- **Your instructions**
Pull out every line in the records below that contains the string "cloud", matching case exactly.

* * * * * * * * *

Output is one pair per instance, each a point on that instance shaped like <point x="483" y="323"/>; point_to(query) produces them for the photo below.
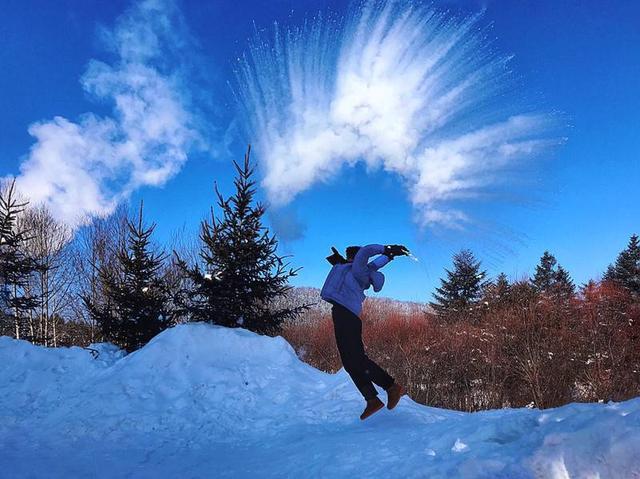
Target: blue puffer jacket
<point x="346" y="283"/>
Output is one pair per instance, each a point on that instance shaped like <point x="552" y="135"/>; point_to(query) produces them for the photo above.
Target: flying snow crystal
<point x="411" y="90"/>
<point x="83" y="169"/>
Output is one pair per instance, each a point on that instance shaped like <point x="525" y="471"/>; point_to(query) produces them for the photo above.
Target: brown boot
<point x="394" y="393"/>
<point x="373" y="405"/>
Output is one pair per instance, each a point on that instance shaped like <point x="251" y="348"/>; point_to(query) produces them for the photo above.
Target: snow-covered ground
<point x="205" y="401"/>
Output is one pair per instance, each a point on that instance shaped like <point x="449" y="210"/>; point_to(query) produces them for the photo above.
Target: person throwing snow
<point x="344" y="288"/>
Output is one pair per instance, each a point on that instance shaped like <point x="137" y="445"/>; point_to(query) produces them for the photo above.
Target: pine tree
<point x="545" y="276"/>
<point x="16" y="267"/>
<point x="136" y="297"/>
<point x="462" y="289"/>
<point x="551" y="279"/>
<point x="626" y="270"/>
<point x="242" y="274"/>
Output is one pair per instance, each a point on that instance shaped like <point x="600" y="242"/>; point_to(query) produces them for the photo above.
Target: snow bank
<point x="206" y="401"/>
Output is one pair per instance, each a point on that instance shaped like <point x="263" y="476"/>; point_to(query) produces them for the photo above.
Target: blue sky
<point x="579" y="60"/>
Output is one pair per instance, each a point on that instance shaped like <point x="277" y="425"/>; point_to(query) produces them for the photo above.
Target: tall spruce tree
<point x="134" y="309"/>
<point x="16" y="266"/>
<point x="545" y="276"/>
<point x="497" y="292"/>
<point x="626" y="270"/>
<point x="460" y="292"/>
<point x="241" y="274"/>
<point x="552" y="279"/>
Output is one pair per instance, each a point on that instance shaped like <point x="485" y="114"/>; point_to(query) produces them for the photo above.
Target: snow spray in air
<point x="415" y="91"/>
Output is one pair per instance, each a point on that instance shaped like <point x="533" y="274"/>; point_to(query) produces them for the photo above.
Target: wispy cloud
<point x="83" y="168"/>
<point x="411" y="90"/>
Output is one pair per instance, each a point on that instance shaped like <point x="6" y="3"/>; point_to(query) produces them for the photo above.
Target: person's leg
<point x="348" y="331"/>
<point x="377" y="374"/>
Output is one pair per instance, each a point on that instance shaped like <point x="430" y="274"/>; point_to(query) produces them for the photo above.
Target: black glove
<point x="336" y="258"/>
<point x="393" y="250"/>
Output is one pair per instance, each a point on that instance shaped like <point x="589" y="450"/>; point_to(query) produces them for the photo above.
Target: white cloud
<point x="408" y="89"/>
<point x="84" y="168"/>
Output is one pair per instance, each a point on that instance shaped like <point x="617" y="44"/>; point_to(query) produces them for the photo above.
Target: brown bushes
<point x="529" y="350"/>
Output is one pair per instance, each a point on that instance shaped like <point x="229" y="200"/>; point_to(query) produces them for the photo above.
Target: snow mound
<point x="207" y="401"/>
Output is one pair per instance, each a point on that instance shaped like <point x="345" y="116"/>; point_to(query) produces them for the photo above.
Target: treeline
<point x="497" y="343"/>
<point x="110" y="282"/>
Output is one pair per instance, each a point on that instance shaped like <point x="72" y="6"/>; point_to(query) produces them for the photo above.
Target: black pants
<point x="363" y="371"/>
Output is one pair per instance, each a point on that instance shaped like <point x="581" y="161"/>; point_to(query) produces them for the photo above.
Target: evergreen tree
<point x="626" y="270"/>
<point x="16" y="267"/>
<point x="241" y="275"/>
<point x="463" y="287"/>
<point x="552" y="279"/>
<point x="135" y="306"/>
<point x="545" y="276"/>
<point x="498" y="291"/>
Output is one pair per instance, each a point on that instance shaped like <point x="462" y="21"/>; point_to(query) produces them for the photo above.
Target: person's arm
<point x="379" y="262"/>
<point x="360" y="267"/>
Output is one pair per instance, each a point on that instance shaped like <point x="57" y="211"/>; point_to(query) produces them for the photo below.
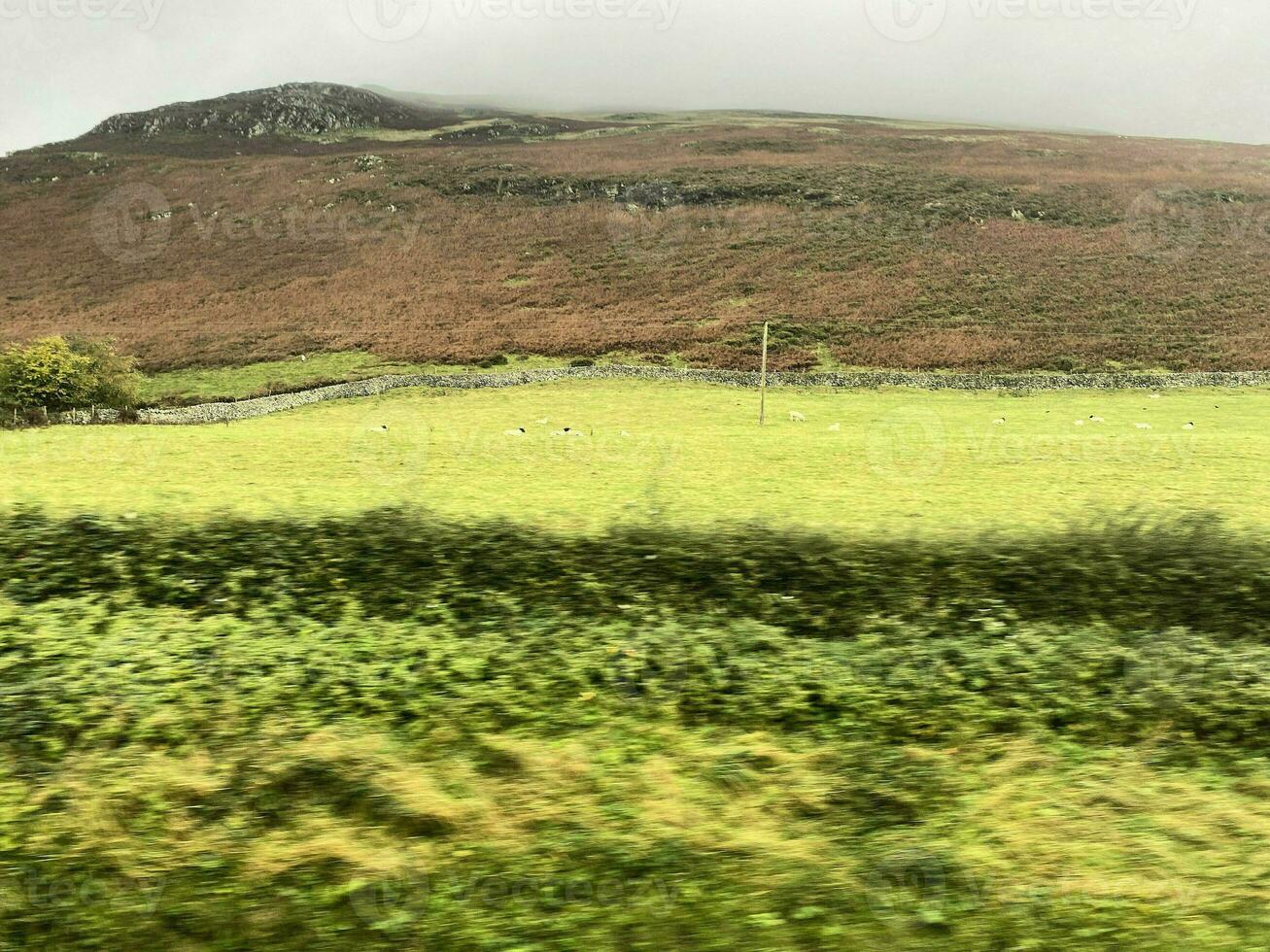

* * * * * * * * *

- **Written response**
Target: wispy cloud
Target: white cloud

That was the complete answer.